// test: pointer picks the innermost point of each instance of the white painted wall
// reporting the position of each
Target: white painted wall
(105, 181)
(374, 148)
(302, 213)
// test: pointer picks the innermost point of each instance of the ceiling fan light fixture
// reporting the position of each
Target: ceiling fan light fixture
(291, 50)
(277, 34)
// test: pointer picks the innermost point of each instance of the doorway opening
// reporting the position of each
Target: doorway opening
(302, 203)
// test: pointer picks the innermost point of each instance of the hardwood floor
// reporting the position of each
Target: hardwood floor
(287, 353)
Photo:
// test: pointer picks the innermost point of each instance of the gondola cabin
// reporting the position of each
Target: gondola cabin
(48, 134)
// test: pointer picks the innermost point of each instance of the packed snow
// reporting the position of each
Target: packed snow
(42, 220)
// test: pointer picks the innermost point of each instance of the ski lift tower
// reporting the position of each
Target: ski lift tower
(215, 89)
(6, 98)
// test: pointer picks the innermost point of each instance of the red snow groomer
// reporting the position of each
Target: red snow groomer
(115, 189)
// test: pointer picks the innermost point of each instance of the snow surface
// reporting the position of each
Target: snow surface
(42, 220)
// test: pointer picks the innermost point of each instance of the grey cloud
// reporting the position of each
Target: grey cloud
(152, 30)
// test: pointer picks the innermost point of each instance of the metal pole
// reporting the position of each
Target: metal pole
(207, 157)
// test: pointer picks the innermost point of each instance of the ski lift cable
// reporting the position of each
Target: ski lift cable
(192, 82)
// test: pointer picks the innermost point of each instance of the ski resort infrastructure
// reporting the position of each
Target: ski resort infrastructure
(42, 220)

= = = = =

Directions for this task |
Rewrite all the rows above with every "innermost" switched to "central", and leave everything else unchanged.

Task solution |
// test: pointer picks the central point of each instance of the white painted wall
// reporting the position of each
Target: white painted wall
(105, 181)
(374, 148)
(302, 213)
// test: pointer picks the central point of each instance of the ceiling fan light fixture
// reporting the position of each
Target: ceiling fan light fixture
(291, 50)
(277, 34)
// test: pointer picks the central point of each instance of the doorway opening
// reporting the position of each
Target: doorway opening
(302, 203)
// test: pointer picks the central point of each instance of the hardwood floor
// reporting the position of each
Target: hardwood floor
(287, 353)
Photo:
// test: pointer picks the central point of each instance of the gondola cabin
// reporting the position of each
Target: gondola cabin
(48, 134)
// test: pointer picks the central point of each instance of the packed snow
// reporting the position of each
Target: packed snow
(42, 220)
// test: pointer picks the central point of each instance of the ski lift tower
// reporting the position of each
Target: ski lift tower
(215, 89)
(6, 98)
// test: pointer picks the central point of each instance of the red snow groomer
// reporting the position of each
Target: red snow groomer
(115, 189)
// test: pointer picks the central point of each instance of the snow surface
// reporting the position of each
Target: snow surface
(42, 220)
// test: pointer picks the central point of each instance of the grey cloud
// reporting the position of each
Target: grey cloud
(152, 30)
// test: pointer picks the central point of each instance of the metal pole
// reporting the position of each
Target: metal pole
(207, 157)
// test: pointer picks the central point of each instance of the ski lift cable
// reporting the position of each
Target: ski lift cable
(192, 82)
// test: pointer picks the central point of each instance of the ski resort infrastructure
// reporting the position of each
Target: ski resort infrastructure
(42, 220)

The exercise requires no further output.